## [THE PROBLEM]
Count the lines in the records below that contain the word "white", treating uppercase and lowercase as different, and reply with only the number.

## [DATA LINES]
○ ○ ○

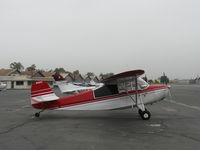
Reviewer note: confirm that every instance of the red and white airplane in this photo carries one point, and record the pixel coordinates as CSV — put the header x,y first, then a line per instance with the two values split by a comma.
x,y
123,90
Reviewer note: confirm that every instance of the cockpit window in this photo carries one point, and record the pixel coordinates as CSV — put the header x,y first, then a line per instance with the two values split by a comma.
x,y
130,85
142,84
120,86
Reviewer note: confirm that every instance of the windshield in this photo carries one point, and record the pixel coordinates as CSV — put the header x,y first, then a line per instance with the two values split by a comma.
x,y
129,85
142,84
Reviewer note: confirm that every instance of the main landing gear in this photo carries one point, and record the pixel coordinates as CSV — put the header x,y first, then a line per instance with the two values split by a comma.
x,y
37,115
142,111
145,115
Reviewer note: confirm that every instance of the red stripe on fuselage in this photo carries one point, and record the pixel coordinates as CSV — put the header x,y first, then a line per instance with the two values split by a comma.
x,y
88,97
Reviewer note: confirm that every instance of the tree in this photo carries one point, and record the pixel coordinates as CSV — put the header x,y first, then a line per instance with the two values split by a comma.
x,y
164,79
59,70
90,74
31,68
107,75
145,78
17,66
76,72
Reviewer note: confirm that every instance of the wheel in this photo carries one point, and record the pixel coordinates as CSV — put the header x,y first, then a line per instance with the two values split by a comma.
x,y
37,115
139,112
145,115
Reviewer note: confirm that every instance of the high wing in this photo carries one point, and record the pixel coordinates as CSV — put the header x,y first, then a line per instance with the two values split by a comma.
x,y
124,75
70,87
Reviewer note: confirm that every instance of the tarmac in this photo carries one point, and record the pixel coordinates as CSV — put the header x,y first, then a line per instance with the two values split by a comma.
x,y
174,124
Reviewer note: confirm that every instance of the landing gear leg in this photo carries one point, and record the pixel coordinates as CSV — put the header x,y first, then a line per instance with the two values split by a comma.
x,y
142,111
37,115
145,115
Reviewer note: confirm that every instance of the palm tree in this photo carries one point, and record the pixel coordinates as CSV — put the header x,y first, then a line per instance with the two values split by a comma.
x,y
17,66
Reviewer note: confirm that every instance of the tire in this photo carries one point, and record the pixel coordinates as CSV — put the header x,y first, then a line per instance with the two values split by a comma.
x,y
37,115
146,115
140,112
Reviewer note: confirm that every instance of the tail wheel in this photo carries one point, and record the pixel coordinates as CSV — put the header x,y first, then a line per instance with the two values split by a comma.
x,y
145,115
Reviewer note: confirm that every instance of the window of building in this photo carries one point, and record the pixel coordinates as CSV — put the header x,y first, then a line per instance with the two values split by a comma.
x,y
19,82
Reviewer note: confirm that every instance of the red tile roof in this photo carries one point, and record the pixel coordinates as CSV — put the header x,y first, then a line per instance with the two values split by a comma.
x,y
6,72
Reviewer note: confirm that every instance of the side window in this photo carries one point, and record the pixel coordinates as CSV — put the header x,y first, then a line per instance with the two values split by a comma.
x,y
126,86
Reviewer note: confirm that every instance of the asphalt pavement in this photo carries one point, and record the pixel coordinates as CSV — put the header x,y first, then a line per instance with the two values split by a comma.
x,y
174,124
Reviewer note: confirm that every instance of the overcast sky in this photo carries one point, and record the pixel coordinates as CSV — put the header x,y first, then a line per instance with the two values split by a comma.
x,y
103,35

○ ○ ○

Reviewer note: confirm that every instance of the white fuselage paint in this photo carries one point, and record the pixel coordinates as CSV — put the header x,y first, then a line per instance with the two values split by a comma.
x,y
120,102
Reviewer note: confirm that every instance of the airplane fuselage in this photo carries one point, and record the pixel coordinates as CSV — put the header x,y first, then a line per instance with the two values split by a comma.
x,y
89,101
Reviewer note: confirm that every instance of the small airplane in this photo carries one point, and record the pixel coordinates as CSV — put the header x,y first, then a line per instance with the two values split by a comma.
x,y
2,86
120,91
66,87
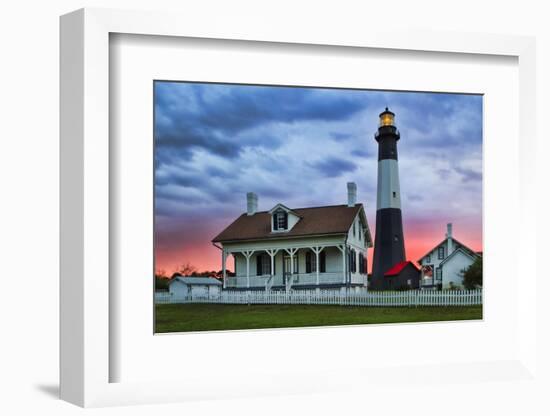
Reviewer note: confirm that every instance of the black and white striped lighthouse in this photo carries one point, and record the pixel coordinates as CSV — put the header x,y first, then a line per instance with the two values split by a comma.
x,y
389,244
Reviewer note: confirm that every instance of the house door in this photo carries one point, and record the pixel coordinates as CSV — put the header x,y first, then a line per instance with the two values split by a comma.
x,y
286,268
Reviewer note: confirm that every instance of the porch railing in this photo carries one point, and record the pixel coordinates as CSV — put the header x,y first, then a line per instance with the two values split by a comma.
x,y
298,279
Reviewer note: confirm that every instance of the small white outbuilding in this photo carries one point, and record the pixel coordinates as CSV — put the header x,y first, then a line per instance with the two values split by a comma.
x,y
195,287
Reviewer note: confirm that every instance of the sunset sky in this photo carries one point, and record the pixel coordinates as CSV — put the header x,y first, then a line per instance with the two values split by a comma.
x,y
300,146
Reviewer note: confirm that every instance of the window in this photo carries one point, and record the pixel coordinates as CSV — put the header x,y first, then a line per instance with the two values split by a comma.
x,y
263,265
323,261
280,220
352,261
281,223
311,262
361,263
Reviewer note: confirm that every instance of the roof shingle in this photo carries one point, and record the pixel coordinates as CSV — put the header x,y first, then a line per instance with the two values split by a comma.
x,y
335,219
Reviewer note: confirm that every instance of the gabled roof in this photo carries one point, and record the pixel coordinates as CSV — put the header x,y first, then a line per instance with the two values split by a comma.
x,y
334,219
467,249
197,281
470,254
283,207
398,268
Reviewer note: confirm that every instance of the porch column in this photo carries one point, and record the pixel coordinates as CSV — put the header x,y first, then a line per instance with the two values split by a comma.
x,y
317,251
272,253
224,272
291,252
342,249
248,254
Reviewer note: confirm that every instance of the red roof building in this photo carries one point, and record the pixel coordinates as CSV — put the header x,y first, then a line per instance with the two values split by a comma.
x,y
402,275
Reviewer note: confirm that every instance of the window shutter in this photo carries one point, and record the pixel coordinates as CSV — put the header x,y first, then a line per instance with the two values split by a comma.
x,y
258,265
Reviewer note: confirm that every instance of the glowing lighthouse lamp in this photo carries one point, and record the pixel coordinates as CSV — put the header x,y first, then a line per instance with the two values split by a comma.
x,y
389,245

○ ○ ○

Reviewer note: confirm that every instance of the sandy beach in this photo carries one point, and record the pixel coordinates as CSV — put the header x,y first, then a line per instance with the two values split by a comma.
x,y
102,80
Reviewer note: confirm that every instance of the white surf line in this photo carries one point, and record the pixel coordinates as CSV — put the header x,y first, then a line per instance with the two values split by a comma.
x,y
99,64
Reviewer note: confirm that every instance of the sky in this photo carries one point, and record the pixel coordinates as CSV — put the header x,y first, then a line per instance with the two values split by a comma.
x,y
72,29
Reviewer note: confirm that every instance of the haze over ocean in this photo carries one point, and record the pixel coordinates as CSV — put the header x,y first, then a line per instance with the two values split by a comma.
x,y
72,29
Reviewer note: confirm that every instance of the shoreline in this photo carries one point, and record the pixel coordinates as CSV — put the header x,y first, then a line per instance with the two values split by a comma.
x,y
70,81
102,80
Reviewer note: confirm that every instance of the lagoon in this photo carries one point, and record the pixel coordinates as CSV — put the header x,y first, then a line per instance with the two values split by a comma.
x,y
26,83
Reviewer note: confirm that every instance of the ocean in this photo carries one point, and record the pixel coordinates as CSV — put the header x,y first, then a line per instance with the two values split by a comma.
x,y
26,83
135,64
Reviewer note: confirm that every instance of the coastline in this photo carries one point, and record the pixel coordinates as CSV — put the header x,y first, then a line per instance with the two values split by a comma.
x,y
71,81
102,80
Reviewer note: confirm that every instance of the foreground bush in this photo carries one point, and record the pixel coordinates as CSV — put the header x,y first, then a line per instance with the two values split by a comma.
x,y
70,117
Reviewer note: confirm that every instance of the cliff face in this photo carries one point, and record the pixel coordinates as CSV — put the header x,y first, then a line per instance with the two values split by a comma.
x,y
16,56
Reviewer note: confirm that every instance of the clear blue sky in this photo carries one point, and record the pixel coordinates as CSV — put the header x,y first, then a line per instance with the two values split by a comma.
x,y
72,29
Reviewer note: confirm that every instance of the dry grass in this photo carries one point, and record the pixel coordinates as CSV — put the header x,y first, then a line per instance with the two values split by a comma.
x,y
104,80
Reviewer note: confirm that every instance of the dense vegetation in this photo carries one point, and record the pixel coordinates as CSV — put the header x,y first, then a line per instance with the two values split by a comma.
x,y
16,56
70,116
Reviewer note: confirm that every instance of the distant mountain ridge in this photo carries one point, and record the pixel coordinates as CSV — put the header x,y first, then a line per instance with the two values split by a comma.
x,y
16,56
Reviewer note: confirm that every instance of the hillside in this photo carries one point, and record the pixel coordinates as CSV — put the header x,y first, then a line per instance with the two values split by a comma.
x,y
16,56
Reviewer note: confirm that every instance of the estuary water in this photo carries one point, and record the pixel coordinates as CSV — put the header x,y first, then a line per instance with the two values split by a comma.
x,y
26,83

○ ○ ○

## [FINISHED TASK]
5